### Exercise
Reproduce the lines below word for word, leaving out the pictures.

===== Material for this exercise =====

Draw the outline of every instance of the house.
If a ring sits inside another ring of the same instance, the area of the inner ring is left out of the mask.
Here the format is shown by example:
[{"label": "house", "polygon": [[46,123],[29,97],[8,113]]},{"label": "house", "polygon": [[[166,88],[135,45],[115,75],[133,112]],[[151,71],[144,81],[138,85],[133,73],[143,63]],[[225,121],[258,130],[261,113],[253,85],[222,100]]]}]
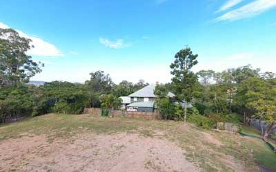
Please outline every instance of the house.
[{"label": "house", "polygon": [[[155,85],[149,85],[128,96],[130,98],[130,104],[126,106],[127,111],[153,112],[155,109]],[[168,94],[169,97],[174,97],[171,92]]]},{"label": "house", "polygon": [[127,96],[121,96],[119,97],[119,98],[122,100],[121,109],[126,109],[126,106],[130,104],[130,98]]}]

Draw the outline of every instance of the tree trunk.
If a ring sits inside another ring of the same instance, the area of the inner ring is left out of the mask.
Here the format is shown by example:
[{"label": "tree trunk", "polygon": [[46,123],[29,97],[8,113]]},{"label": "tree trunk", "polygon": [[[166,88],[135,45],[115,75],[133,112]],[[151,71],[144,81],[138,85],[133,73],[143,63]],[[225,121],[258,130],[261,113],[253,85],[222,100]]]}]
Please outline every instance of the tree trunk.
[{"label": "tree trunk", "polygon": [[264,136],[264,131],[263,125],[262,125],[262,121],[261,121],[260,119],[258,119],[258,122],[259,122],[259,127],[261,127],[262,135]]},{"label": "tree trunk", "polygon": [[271,131],[276,128],[276,124],[275,122],[270,124],[269,127],[266,129],[266,131],[264,133],[264,140],[266,140],[267,138],[268,137],[269,134],[271,133]]},{"label": "tree trunk", "polygon": [[246,126],[247,125],[247,121],[246,121],[246,111],[244,109],[244,125]]},{"label": "tree trunk", "polygon": [[187,101],[185,101],[184,121],[187,121]]}]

=====

### Result
Draw the outline of every instance of the house.
If a ring sits inside another ring of the same instance, the area of the inner ring is left out of the mask.
Here the format is shown by example:
[{"label": "house", "polygon": [[46,123],[29,97],[8,113]]},{"label": "house", "polygon": [[[166,88],[135,45],[115,75],[133,112]],[[151,71],[144,81],[138,85],[133,73],[143,63]],[[225,121],[258,130],[261,113],[253,85],[222,100]]]}]
Please outline every instance of the house.
[{"label": "house", "polygon": [[[155,85],[149,85],[128,96],[130,98],[130,104],[126,106],[127,111],[153,112],[155,109]],[[168,94],[169,97],[174,97],[171,92]]]},{"label": "house", "polygon": [[127,96],[121,96],[119,97],[119,98],[122,100],[121,109],[126,109],[126,106],[130,104],[130,98]]}]

Draw the outline of every instance of the tree trunk.
If a ring sits inside another ring of the same instance, the area of the inner ring is left out of the mask.
Here the format is shown by example:
[{"label": "tree trunk", "polygon": [[46,123],[29,97],[8,113]]},{"label": "tree trunk", "polygon": [[[166,88],[135,45],[115,75],[133,112]],[[151,71],[144,81],[138,85],[133,73],[143,63]],[[225,121],[258,130],[261,113],[253,85],[222,100]]]}]
Please outline every instance of the tree trunk.
[{"label": "tree trunk", "polygon": [[264,136],[264,131],[263,125],[262,125],[262,121],[261,121],[260,119],[258,119],[258,122],[259,122],[259,127],[261,127],[262,135]]},{"label": "tree trunk", "polygon": [[271,131],[276,128],[276,124],[275,122],[270,124],[269,127],[266,129],[266,131],[264,133],[264,140],[266,140],[267,138],[268,137],[269,134],[271,133]]},{"label": "tree trunk", "polygon": [[246,126],[247,125],[247,121],[246,121],[246,111],[244,109],[244,125]]},{"label": "tree trunk", "polygon": [[187,101],[185,101],[184,121],[187,121]]}]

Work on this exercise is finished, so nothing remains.